(Task) Render the lines below as a JSON list of strings, one string per line, omitting blank lines and leaving out the pictures.

(Dataset excerpts)
** BEGIN **

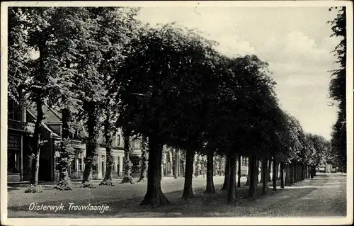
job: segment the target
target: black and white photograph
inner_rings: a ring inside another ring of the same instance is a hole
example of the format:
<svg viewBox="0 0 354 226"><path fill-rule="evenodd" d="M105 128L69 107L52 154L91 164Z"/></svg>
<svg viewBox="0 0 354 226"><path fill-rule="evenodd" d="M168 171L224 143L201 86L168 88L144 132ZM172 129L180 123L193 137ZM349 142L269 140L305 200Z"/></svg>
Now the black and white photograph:
<svg viewBox="0 0 354 226"><path fill-rule="evenodd" d="M351 1L2 2L1 225L351 225L353 46Z"/></svg>

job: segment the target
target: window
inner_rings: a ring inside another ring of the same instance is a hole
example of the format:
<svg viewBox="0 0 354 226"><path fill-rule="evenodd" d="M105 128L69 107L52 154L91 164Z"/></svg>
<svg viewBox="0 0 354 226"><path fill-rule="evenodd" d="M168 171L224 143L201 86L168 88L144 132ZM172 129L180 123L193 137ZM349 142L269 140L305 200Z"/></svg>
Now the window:
<svg viewBox="0 0 354 226"><path fill-rule="evenodd" d="M79 152L76 154L76 162L78 171L84 171L85 167L85 164L84 163L84 152Z"/></svg>
<svg viewBox="0 0 354 226"><path fill-rule="evenodd" d="M134 149L137 149L140 148L140 143L139 140L135 140L134 142Z"/></svg>
<svg viewBox="0 0 354 226"><path fill-rule="evenodd" d="M14 134L8 134L8 148L21 149L21 137L20 135Z"/></svg>
<svg viewBox="0 0 354 226"><path fill-rule="evenodd" d="M60 162L60 152L55 151L54 170L59 171L59 163Z"/></svg>
<svg viewBox="0 0 354 226"><path fill-rule="evenodd" d="M7 101L7 107L8 107L8 119L16 120L18 121L21 121L21 108L15 103L13 99L9 98Z"/></svg>

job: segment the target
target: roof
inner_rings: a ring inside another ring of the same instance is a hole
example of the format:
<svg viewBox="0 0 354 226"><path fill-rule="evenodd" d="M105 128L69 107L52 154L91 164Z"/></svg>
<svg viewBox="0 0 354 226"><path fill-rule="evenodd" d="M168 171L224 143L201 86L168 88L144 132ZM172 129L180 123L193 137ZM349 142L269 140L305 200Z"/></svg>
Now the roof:
<svg viewBox="0 0 354 226"><path fill-rule="evenodd" d="M48 105L44 104L42 109L43 114L45 115L45 118L43 119L44 123L62 123L62 118L60 117L60 115ZM37 108L34 103L30 106L30 107L28 108L28 111L30 111L33 115L34 115L35 118L37 118Z"/></svg>

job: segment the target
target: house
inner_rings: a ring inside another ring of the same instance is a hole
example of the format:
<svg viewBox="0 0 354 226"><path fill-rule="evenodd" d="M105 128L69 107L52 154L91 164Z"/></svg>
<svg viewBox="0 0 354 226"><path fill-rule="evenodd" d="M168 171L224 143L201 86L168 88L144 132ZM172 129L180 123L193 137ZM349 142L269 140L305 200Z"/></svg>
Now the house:
<svg viewBox="0 0 354 226"><path fill-rule="evenodd" d="M62 118L57 111L47 105L43 106L45 119L42 124L41 139L45 141L40 153L40 181L57 181L59 179L59 161L60 152L59 144L62 139ZM34 106L25 107L23 103L17 104L12 99L8 101L8 181L29 181L32 175L31 156L34 145L33 133L36 118ZM87 136L82 122L75 125L76 130L71 135L72 145L75 149L75 156L69 171L72 179L81 179L84 174L86 156L86 145L80 137ZM139 164L141 157L140 139L131 137L132 148L130 158L135 167ZM105 147L104 139L99 135L99 145L97 147L98 160L93 166L92 178L101 179L104 177L106 169ZM124 140L122 130L113 137L113 178L122 177L124 174ZM136 167L137 168L137 167Z"/></svg>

** END **

(Exercise solution)
[
  "job: segment the target",
  "target: black and white photograph",
  "inner_rings: a ring inside another ring of the same instance is a hole",
  "example of the format:",
  "<svg viewBox=\"0 0 354 226\"><path fill-rule=\"evenodd\" d=\"M105 128L69 107L52 154L91 164Z\"/></svg>",
  "<svg viewBox=\"0 0 354 226\"><path fill-rule=\"evenodd\" d=\"M168 171L224 143L201 86L168 88L144 132ZM172 129L180 123L193 137ZM349 142L269 140L305 200Z\"/></svg>",
  "Now the black and white photograph:",
  "<svg viewBox=\"0 0 354 226\"><path fill-rule=\"evenodd\" d=\"M351 1L2 2L1 225L351 225L353 46Z\"/></svg>",
  "job: segment the target",
  "target: window",
  "inner_rings: a ring inside another ring of the same instance is a hole",
  "example of the format:",
  "<svg viewBox=\"0 0 354 226\"><path fill-rule=\"evenodd\" d=\"M105 128L69 107L52 154L91 164Z\"/></svg>",
  "<svg viewBox=\"0 0 354 226\"><path fill-rule=\"evenodd\" d=\"M168 171L224 143L201 86L168 88L144 132ZM172 129L180 123L193 137ZM349 142L269 140L305 200Z\"/></svg>",
  "Now the window:",
  "<svg viewBox=\"0 0 354 226\"><path fill-rule=\"evenodd\" d=\"M79 152L76 154L76 162L78 171L84 171L85 167L85 164L84 163L84 152Z\"/></svg>",
  "<svg viewBox=\"0 0 354 226\"><path fill-rule=\"evenodd\" d=\"M134 149L137 149L140 148L140 143L139 140L135 140L134 142Z\"/></svg>",
  "<svg viewBox=\"0 0 354 226\"><path fill-rule=\"evenodd\" d=\"M14 134L8 134L8 148L21 149L21 137L20 135Z\"/></svg>",
  "<svg viewBox=\"0 0 354 226\"><path fill-rule=\"evenodd\" d=\"M60 162L60 152L55 151L54 170L59 171L59 163Z\"/></svg>",
  "<svg viewBox=\"0 0 354 226\"><path fill-rule=\"evenodd\" d=\"M7 101L7 107L8 107L8 119L16 120L18 121L21 121L21 108L15 103L13 99L9 98Z\"/></svg>",
  "job: segment the target",
  "target: roof",
  "inner_rings: a ring inside another ring of the same instance is a hole",
  "example of the format:",
  "<svg viewBox=\"0 0 354 226\"><path fill-rule=\"evenodd\" d=\"M105 128L69 107L52 154L91 164Z\"/></svg>",
  "<svg viewBox=\"0 0 354 226\"><path fill-rule=\"evenodd\" d=\"M168 171L224 143L201 86L168 88L144 132ZM172 129L180 123L193 137ZM349 142L269 140L305 200Z\"/></svg>",
  "Now the roof:",
  "<svg viewBox=\"0 0 354 226\"><path fill-rule=\"evenodd\" d=\"M48 105L44 104L42 109L43 114L45 115L45 118L43 119L44 123L62 123L62 118L60 117L60 115ZM37 108L34 103L30 106L30 107L28 108L28 111L30 111L33 115L34 115L35 118L37 118Z\"/></svg>",
  "job: segment the target",
  "target: house",
  "inner_rings: a ring inside another ring of the same instance is a hole",
  "example of the format:",
  "<svg viewBox=\"0 0 354 226\"><path fill-rule=\"evenodd\" d=\"M105 128L69 107L52 154L91 164Z\"/></svg>",
  "<svg viewBox=\"0 0 354 226\"><path fill-rule=\"evenodd\" d=\"M168 171L224 143L201 86L168 88L144 132ZM172 129L180 123L193 137ZM349 142L269 140L305 200Z\"/></svg>",
  "Now the house:",
  "<svg viewBox=\"0 0 354 226\"><path fill-rule=\"evenodd\" d=\"M62 118L57 111L47 105L43 106L45 119L42 124L41 139L45 141L40 153L40 181L57 181L59 179L59 161L60 152L59 144L62 139ZM34 106L25 107L23 103L17 104L12 99L8 101L8 181L29 181L32 175L31 156L34 145L33 133L36 118ZM87 136L82 122L75 125L76 130L71 135L72 145L75 149L75 156L69 171L72 179L81 179L84 174L86 156L86 145L80 137ZM139 164L141 157L140 139L131 137L132 148L130 158L135 167ZM105 147L104 139L99 135L99 145L97 147L98 160L93 166L92 178L101 179L104 177L106 169ZM124 140L122 130L113 137L113 178L122 177L124 174ZM136 167L137 168L137 167Z\"/></svg>"
]